§ **WHAT YOU WILL DO**: Reproduce verbatim the lines below, beginning with the line that contains "Target: rear wheel arch" and continuing through the final line, both ends included.

§ **RECORDS SHOWN**:

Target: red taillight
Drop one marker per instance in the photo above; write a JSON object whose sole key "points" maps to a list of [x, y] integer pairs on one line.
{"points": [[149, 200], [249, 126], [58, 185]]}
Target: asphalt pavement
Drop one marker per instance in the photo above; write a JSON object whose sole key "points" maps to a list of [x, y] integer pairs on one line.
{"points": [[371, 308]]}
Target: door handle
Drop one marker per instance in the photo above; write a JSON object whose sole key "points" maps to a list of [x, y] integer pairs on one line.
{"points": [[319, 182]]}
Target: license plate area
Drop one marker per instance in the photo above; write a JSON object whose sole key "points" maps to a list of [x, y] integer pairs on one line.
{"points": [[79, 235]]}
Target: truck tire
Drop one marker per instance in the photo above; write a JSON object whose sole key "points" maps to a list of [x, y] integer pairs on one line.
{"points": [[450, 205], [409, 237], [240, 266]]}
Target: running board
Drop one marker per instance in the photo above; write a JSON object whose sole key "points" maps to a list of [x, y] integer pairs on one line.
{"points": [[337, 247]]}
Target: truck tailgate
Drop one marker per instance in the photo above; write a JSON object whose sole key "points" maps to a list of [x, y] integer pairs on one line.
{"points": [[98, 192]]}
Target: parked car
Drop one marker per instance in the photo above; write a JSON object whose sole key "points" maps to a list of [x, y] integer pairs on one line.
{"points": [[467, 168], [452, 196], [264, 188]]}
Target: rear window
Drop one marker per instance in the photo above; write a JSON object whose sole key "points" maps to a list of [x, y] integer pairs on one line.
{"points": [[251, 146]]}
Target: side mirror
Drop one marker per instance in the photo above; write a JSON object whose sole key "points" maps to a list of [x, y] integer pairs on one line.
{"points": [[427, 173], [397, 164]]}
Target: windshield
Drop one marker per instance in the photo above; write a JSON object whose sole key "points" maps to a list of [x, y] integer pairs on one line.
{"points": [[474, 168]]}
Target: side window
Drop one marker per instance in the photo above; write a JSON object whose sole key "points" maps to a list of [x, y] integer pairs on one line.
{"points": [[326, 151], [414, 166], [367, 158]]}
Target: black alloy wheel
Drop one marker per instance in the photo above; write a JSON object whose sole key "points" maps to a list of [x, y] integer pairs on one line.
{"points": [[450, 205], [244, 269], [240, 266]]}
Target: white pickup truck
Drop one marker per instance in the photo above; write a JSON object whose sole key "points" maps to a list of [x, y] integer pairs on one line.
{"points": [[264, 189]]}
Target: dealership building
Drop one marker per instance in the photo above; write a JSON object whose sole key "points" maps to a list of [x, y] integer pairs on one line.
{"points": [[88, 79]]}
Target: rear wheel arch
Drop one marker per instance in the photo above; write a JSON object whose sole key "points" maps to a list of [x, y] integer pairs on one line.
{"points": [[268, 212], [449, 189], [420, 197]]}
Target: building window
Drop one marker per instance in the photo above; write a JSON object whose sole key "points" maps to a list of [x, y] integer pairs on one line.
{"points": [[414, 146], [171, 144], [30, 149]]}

§ **WORKED ANSWER**:
Target: rear wheel arch
Drop one marker per instance in the photo above; write a JSON object whose sole key "points" maps to a list of [x, y] integer pairs on one line.
{"points": [[268, 212], [449, 189], [420, 197]]}
Target: building window
Drop one marker per instance in the photo above; write a JSON object whose sole key "points" maps to a list of [x, y] integer pairs on one line.
{"points": [[414, 146], [171, 144], [30, 149]]}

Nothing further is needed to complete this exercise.